* **DATA FOR THIS TASK**:

- Opening Delimiter -

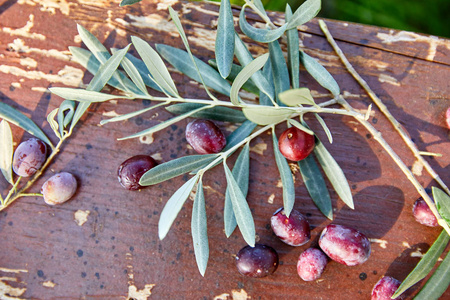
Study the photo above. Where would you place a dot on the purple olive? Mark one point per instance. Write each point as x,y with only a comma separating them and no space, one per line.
345,245
29,157
294,230
311,264
59,188
258,261
205,137
131,171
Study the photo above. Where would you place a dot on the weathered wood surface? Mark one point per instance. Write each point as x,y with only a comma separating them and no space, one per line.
49,253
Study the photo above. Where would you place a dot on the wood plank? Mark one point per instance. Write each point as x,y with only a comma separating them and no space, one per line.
116,253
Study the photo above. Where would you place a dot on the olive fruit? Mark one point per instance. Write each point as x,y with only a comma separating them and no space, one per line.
29,157
205,137
385,288
345,245
258,261
422,213
295,144
294,230
59,188
130,171
311,264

- Closing Delimiter -

Would you give the data above again word for word, skipping any images?

* **SOLUTION**:
Study the photo above. Where would you place a dot on the purple olive? Mark one point per instance. Write each point as x,y with only a comma separating them and no space, one per line.
345,245
29,157
294,230
311,264
59,188
258,261
205,137
131,171
Study the photo above. Where would you place a dot on the weathered wood surface? Mark one point per instance. Write each point as x,y with only a comma separating them and no space, one per line.
49,253
Study the photo above. Where would you place a dot on the wood plank? Mark one point per instance. Write each point as x,y with only a comma separating them and no space, one per line.
116,253
Study the photo above. Where would you place a dot on the olive fruit? Mark one point per instance. Write each point as x,y with only a comma separating them and no space, one per line.
29,157
205,137
385,288
345,245
258,261
422,213
295,144
294,230
59,188
130,171
311,264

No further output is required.